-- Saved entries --
━━━━

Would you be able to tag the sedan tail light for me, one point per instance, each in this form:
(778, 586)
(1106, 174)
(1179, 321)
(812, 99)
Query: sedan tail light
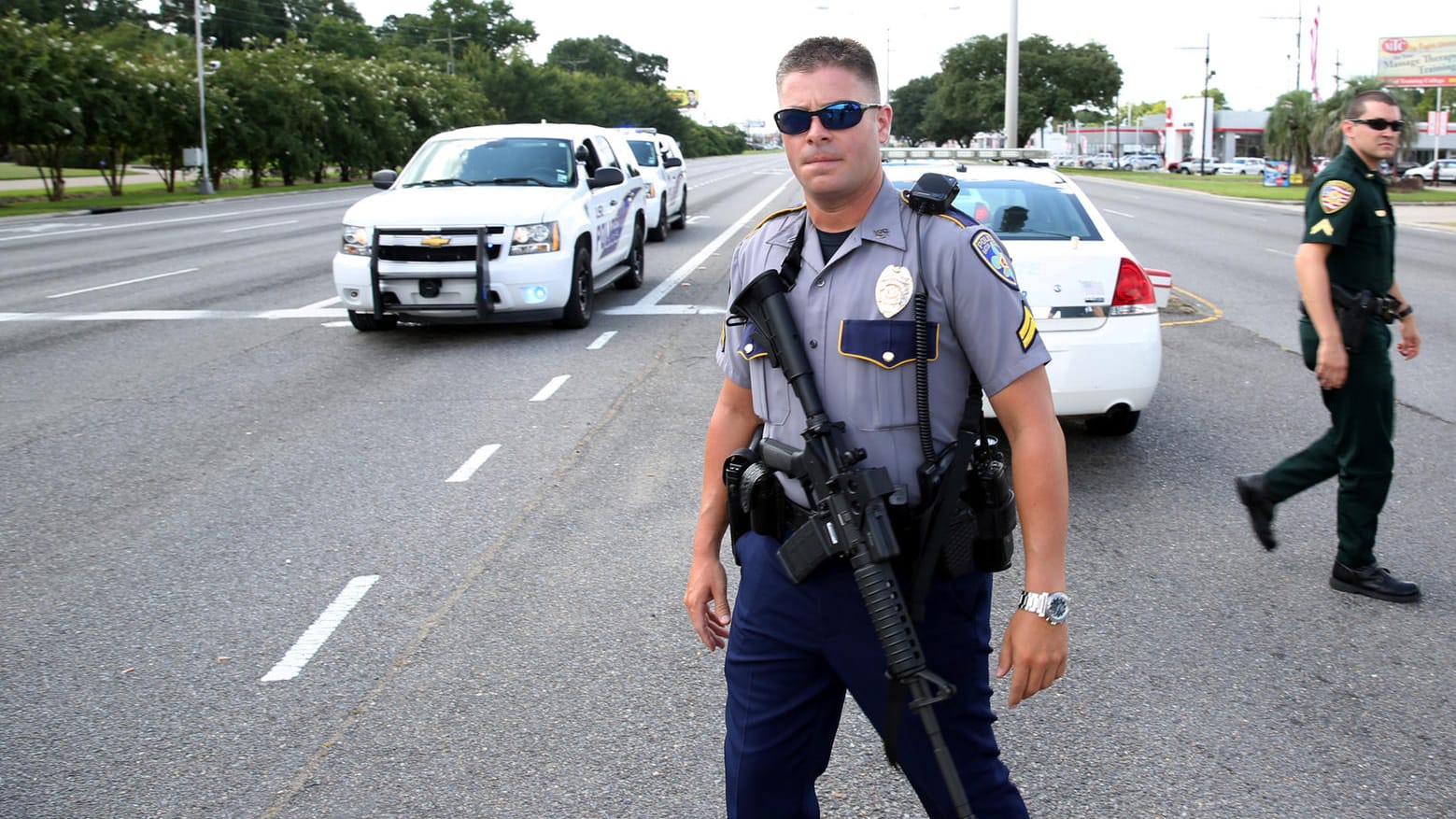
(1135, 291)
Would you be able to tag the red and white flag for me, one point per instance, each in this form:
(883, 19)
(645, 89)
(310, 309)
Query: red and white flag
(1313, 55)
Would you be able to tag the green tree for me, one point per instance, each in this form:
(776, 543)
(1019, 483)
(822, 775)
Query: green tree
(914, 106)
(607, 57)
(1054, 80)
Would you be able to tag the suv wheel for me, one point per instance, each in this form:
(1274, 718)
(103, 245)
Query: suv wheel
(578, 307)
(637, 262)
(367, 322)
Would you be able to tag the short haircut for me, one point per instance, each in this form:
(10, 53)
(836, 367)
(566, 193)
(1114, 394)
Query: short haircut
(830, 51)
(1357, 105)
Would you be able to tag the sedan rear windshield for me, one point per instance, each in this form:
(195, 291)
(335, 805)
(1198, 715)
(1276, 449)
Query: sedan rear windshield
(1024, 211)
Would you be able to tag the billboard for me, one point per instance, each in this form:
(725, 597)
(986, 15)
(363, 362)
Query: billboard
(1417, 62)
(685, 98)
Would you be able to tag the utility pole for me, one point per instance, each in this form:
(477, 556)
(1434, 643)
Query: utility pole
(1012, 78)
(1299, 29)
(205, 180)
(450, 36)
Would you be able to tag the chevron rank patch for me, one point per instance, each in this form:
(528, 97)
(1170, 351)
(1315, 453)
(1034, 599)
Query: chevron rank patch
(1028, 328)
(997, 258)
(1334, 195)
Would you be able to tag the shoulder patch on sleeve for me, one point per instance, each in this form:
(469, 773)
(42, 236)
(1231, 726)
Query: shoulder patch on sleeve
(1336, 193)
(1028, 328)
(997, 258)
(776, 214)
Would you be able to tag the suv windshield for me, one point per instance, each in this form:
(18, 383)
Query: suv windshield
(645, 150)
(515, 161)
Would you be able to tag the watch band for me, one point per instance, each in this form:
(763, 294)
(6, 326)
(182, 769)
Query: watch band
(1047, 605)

━━━━

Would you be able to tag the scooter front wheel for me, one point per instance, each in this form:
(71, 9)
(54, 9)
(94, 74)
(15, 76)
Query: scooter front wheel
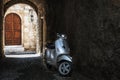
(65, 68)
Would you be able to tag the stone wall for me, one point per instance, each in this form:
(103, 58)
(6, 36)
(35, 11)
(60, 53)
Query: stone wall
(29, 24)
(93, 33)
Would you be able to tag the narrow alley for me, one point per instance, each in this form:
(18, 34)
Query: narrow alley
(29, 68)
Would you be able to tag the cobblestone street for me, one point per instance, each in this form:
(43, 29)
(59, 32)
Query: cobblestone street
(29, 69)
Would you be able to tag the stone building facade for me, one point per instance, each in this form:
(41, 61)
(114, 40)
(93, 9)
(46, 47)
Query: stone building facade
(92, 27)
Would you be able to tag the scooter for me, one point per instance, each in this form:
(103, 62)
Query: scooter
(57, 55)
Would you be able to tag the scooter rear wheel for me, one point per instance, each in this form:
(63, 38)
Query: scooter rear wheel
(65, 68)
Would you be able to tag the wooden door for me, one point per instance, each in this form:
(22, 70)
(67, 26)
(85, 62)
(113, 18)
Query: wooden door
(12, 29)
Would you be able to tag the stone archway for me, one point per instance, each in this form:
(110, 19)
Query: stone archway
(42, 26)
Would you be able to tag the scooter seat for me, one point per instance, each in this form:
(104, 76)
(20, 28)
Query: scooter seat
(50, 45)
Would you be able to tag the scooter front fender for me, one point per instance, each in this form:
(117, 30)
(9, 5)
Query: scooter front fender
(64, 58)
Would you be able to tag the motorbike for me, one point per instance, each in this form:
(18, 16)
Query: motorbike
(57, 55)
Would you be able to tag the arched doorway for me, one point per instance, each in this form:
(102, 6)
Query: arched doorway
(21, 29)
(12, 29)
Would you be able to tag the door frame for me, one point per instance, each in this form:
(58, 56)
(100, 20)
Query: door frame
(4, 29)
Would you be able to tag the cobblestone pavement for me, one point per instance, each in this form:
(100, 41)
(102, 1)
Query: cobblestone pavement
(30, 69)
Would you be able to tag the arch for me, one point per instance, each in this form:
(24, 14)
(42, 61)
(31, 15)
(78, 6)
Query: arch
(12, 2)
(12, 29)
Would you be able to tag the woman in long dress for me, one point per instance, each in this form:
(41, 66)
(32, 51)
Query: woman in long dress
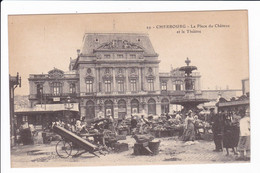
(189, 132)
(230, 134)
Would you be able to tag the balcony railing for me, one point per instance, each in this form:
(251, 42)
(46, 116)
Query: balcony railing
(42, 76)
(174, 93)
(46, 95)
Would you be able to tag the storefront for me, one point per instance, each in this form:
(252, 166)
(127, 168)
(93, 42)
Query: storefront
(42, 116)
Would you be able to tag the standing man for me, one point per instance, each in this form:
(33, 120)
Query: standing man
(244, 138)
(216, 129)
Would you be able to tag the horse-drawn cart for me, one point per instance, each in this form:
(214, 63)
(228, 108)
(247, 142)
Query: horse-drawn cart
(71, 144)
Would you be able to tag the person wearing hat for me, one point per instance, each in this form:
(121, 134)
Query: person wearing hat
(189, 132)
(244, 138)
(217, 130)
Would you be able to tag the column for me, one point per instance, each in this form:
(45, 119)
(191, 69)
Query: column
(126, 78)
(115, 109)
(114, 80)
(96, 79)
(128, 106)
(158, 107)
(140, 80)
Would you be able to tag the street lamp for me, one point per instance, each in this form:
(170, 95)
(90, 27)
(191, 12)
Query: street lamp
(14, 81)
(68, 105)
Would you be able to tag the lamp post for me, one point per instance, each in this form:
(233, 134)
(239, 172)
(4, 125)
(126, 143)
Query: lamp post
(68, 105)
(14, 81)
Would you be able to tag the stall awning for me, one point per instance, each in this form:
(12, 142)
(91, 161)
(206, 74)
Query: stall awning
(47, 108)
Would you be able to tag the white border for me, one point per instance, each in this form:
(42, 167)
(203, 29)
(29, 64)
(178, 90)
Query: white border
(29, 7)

━━━━

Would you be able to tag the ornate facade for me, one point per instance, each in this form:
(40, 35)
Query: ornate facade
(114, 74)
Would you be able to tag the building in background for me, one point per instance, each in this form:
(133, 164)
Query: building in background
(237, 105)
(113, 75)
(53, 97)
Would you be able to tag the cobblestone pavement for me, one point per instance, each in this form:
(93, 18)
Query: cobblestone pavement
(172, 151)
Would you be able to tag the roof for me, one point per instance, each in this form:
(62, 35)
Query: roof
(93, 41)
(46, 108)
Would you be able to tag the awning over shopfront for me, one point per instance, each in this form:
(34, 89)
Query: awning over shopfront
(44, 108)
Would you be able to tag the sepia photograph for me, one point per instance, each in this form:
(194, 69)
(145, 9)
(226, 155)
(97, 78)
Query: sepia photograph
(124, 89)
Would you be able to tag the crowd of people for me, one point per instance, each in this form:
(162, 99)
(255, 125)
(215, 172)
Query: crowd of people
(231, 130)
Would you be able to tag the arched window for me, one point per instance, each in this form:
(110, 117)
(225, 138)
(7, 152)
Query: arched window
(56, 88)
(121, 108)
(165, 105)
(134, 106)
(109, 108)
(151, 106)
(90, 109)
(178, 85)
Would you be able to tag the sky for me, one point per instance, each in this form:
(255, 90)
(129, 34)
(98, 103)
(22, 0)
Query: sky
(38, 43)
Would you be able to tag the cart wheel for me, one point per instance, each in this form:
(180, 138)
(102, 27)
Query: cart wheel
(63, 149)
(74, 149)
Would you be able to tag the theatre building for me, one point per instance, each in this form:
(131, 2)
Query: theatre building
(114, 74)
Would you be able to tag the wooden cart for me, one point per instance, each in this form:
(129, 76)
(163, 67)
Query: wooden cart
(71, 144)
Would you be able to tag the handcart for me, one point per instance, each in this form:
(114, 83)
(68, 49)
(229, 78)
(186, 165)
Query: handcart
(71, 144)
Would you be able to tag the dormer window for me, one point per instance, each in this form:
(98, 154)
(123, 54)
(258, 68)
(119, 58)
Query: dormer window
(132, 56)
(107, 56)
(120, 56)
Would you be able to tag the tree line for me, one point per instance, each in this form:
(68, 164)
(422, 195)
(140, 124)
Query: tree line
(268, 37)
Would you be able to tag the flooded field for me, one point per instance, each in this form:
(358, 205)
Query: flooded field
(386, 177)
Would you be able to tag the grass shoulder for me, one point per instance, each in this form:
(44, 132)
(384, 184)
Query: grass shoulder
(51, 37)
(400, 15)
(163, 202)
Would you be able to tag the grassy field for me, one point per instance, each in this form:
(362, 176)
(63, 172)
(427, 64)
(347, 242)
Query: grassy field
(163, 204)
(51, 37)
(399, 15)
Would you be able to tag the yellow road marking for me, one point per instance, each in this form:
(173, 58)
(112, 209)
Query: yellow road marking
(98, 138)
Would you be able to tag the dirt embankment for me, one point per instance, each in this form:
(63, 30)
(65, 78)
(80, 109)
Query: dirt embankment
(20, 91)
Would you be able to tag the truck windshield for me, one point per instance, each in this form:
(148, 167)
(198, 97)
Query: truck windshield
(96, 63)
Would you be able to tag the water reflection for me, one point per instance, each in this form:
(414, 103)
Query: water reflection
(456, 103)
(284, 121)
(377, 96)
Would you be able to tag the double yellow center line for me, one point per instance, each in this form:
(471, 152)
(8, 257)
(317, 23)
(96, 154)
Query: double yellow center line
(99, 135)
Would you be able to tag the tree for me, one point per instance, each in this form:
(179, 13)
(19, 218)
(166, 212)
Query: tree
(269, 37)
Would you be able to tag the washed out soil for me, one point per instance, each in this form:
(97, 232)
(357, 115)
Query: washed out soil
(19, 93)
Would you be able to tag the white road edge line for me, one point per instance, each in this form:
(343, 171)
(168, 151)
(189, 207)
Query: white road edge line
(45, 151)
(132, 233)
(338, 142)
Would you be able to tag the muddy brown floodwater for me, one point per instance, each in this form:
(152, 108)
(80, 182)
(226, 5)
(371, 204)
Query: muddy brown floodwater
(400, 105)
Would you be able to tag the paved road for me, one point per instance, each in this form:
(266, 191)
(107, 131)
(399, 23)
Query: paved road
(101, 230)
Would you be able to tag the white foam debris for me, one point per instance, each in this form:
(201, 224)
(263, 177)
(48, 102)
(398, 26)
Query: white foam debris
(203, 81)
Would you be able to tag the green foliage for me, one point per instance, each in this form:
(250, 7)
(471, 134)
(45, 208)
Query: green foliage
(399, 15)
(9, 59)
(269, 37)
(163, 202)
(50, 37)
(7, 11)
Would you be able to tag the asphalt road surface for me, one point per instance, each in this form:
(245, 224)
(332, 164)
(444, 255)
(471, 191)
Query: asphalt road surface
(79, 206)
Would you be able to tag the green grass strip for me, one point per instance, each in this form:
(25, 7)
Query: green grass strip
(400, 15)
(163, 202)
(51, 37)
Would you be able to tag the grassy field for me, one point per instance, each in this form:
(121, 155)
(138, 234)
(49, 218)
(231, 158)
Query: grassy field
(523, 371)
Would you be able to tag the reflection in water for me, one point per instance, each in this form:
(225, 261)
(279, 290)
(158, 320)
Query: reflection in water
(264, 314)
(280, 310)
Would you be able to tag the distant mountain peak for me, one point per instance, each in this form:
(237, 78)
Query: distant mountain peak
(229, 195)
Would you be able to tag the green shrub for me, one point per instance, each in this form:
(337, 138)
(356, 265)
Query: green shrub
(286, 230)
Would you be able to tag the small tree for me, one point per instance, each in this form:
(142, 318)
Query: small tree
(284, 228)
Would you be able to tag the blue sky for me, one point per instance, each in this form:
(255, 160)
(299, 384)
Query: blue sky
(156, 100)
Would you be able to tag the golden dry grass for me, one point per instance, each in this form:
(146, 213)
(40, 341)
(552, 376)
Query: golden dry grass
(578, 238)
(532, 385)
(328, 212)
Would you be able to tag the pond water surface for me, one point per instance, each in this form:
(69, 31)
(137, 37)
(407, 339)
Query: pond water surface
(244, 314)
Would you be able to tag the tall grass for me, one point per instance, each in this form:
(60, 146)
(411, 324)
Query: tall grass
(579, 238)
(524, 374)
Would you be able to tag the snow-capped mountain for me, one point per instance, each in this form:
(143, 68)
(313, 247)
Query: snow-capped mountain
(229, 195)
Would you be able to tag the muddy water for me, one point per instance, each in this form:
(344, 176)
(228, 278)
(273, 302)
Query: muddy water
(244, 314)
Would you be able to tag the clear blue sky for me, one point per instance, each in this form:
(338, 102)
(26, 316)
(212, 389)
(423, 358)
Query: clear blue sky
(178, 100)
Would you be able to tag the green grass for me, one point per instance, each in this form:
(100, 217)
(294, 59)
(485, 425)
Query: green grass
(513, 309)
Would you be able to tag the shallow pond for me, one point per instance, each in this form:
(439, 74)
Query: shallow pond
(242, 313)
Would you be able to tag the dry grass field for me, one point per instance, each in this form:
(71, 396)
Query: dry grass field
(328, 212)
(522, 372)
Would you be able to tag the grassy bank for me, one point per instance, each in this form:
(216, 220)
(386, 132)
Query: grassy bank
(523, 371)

━━━━

Write out exactly the run of lines above that starts at the line containing "Would you be able to tag the arch for" and ends at the line containing "Would you be able to tag the white border". Include both, and leave the pictures out.

-- Exercise result --
Would you be able to tag the arch for me, one point per instance, each in this form:
(24, 14)
(42, 61)
(31, 15)
(78, 6)
Query: arch
(12, 2)
(12, 29)
Would you be able to tag the woman in long dress for me, one point per instance, each in this form:
(41, 66)
(32, 51)
Query: woman in long dress
(189, 132)
(230, 134)
Would you be able to tag the balcony railing for me, one point per instance, each in this form:
(251, 42)
(46, 116)
Query: balcony railing
(42, 76)
(174, 93)
(46, 95)
Would you be able to tag the storefront for me, one point per instance, each in this form:
(252, 166)
(127, 168)
(93, 42)
Query: storefront
(42, 116)
Would you be able to tag the standing man for me, one point per instance, each in this form:
(33, 120)
Query: standing man
(244, 138)
(216, 129)
Would you be able to tag the horse-drawn cart for me, one point per instance, each in this form:
(214, 63)
(228, 108)
(247, 142)
Query: horse-drawn cart
(71, 144)
Would you be able to tag the person wearing hat for me, one point per instance, each in this form:
(121, 134)
Query: person wearing hat
(189, 132)
(244, 138)
(217, 130)
Would you be able to tag the column for me, one point per instance, each in this form:
(45, 119)
(191, 69)
Query: column
(126, 78)
(115, 109)
(114, 80)
(96, 79)
(128, 106)
(158, 107)
(140, 80)
Would you be able to tag the street lamp for me, one point per instance, each in this form:
(170, 95)
(90, 27)
(191, 12)
Query: street lamp
(14, 81)
(68, 105)
Would you be able to tag the lamp post for me, one point per instance, each in this form:
(233, 134)
(239, 172)
(4, 125)
(126, 143)
Query: lamp post
(68, 105)
(14, 81)
Would you be able to tag the stall awning for me, one point per instance, each in this form:
(12, 142)
(91, 161)
(206, 74)
Query: stall awning
(47, 108)
Would you be able to tag the white border for me, one point per instance, each in this form:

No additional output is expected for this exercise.